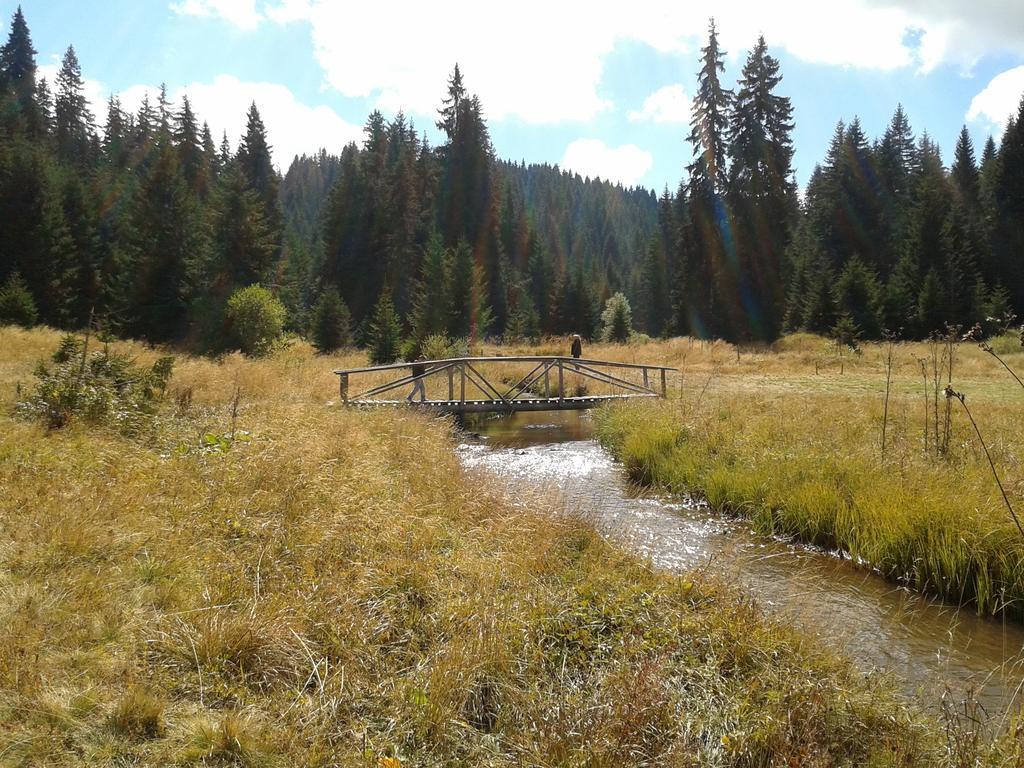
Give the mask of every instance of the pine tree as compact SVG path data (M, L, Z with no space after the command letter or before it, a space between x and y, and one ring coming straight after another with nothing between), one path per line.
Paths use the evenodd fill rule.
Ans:
M451 141L455 138L458 128L459 113L462 102L466 98L466 88L462 84L462 72L459 65L455 65L451 77L448 79L448 95L444 98L441 109L438 110L440 119L437 121L437 129L444 131L445 136Z
M922 335L940 333L947 322L945 297L938 271L932 267L924 276L917 298L917 323Z
M103 127L103 157L107 164L117 169L128 167L129 161L128 121L121 109L121 101L111 94L107 101L107 121Z
M21 12L21 6L14 12L11 32L7 42L0 48L0 106L3 106L3 123L8 131L15 128L26 130L29 136L39 138L45 134L38 109L36 92L36 50L28 24ZM8 109L3 104L3 93L11 91Z
M370 324L370 362L373 365L388 365L395 362L402 346L402 324L391 293L385 290L377 300Z
M69 165L80 168L89 165L93 116L85 98L82 68L73 46L68 46L57 74L54 124L57 156Z
M974 216L980 206L978 167L974 161L974 142L965 125L956 142L953 167L950 169L953 188L968 215Z
M672 298L665 249L658 237L652 237L647 246L640 298L644 330L651 336L667 335L672 321Z
M719 48L715 21L708 25L708 42L701 48L701 69L697 74L697 94L693 100L690 144L694 162L688 166L692 184L706 185L715 194L724 194L728 174L726 138L732 93L722 87L720 75L725 52Z
M337 289L327 288L316 305L310 322L310 335L317 352L328 354L352 343L352 316Z
M633 335L633 312L629 300L616 293L608 299L601 313L601 340L625 344Z
M274 227L278 226L281 215L277 199L277 171L270 157L267 129L255 102L246 115L245 134L238 144L237 159L249 185L264 203L267 221Z
M31 328L39 312L25 281L17 272L11 273L0 286L0 325L21 325Z
M1020 310L1024 308L1024 98L1003 134L994 187L996 280Z
M854 255L836 281L835 304L839 315L848 315L863 338L881 337L878 316L880 293L878 278L859 256Z
M483 269L474 261L465 240L455 246L450 275L448 335L470 341L482 339L491 324L491 310Z
M886 330L919 333L917 296L921 286L921 266L913 249L907 248L885 286L882 298L882 323Z
M413 296L412 338L421 344L428 336L447 333L449 328L449 259L436 232L427 241L420 262L419 280Z
M775 89L779 62L764 38L747 57L730 120L730 210L745 306L736 330L771 340L782 328L783 258L797 214L792 181L793 107ZM745 315L745 317L743 317Z
M205 200L210 192L210 169L203 152L199 124L188 96L182 97L181 109L174 115L173 135L178 151L178 165L185 177L185 184L192 194Z
M126 283L118 314L128 333L161 342L182 336L195 288L190 273L205 250L198 204L174 148L160 146L132 201L118 269Z
M210 262L205 291L226 299L234 290L264 282L277 242L263 201L237 166L221 177L209 207Z
M879 265L889 272L903 252L906 219L912 202L911 180L917 166L917 148L910 121L897 105L882 140L874 152L881 210Z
•••••
WHAT YOU ARE ASKED TO DO: Before you return the listing exactly, strip out its pictures.

EXERCISE ANSWER:
Give the mask of every instance of the pine tree as compact SVG path data (M, L, Z with no space after the command letter or before it, a space between x and y, and one ring coming straight after another with nothing between), one path per line.
Paths use the evenodd fill rule.
Ans:
M451 141L455 138L458 128L459 113L462 102L466 98L466 88L462 84L462 72L459 65L455 65L451 77L448 79L448 95L444 98L441 109L438 110L440 119L437 121L437 129L444 131L445 136Z
M922 335L940 333L947 322L945 297L938 271L932 267L924 276L917 298L917 323Z
M103 127L103 157L107 164L117 169L128 167L129 161L128 121L121 109L121 101L111 94L107 101L107 121Z
M21 12L21 6L14 12L11 32L7 42L0 48L0 106L3 106L3 123L8 131L15 128L26 130L29 136L39 138L45 134L38 109L36 92L36 50L28 24ZM8 109L3 104L3 93L11 91Z
M370 324L370 362L373 365L388 365L395 362L402 346L402 324L391 293L385 290L377 300Z
M69 165L80 168L89 165L93 116L85 98L82 68L73 46L68 46L57 74L54 124L57 156Z
M974 216L980 206L978 167L974 161L974 142L965 125L956 142L953 167L950 169L953 188L968 215Z
M672 298L665 249L658 237L652 237L647 246L640 298L644 330L651 336L667 335L672 321Z
M719 48L715 21L708 25L708 42L701 48L701 69L697 74L697 94L693 100L690 144L694 162L688 166L692 184L706 185L715 194L724 194L728 174L726 138L732 93L722 87L720 75L725 52Z
M337 289L327 288L316 305L310 322L310 335L317 352L328 354L352 343L352 316Z
M633 335L633 312L629 300L616 293L608 299L601 313L601 340L625 344Z
M274 227L278 226L281 215L277 199L277 171L270 157L267 129L255 102L246 115L245 134L238 144L237 159L249 185L264 203L267 221Z
M31 328L39 312L25 281L17 272L11 273L0 286L0 325L21 325Z
M1020 310L1024 308L1024 98L1003 134L994 187L996 280Z
M854 255L836 281L835 304L839 315L848 315L863 338L881 337L878 316L880 293L878 278L859 256Z
M483 269L474 261L465 240L455 246L450 275L448 335L470 341L482 339L491 324L491 310Z
M886 330L919 333L917 296L921 286L921 266L913 249L907 248L885 286L882 298L882 323Z
M413 296L412 338L421 344L428 336L447 333L449 328L449 259L436 232L427 241L420 262L419 280Z
M775 89L779 62L764 38L747 57L730 120L730 210L745 306L736 330L771 340L782 328L783 258L797 214L792 181L793 107ZM745 315L745 317L743 317Z
M205 200L210 192L210 169L203 152L199 124L188 96L182 97L181 109L174 115L173 135L178 151L178 165L185 177L185 184L192 194Z
M126 283L118 314L128 333L161 342L182 336L195 288L190 273L205 250L198 204L174 148L160 146L132 201L118 269Z
M210 262L205 291L226 299L234 290L264 282L277 242L263 201L237 166L221 177L209 207Z
M879 265L889 272L903 252L906 219L912 202L911 180L917 166L917 148L910 121L897 105L882 140L874 152L881 210Z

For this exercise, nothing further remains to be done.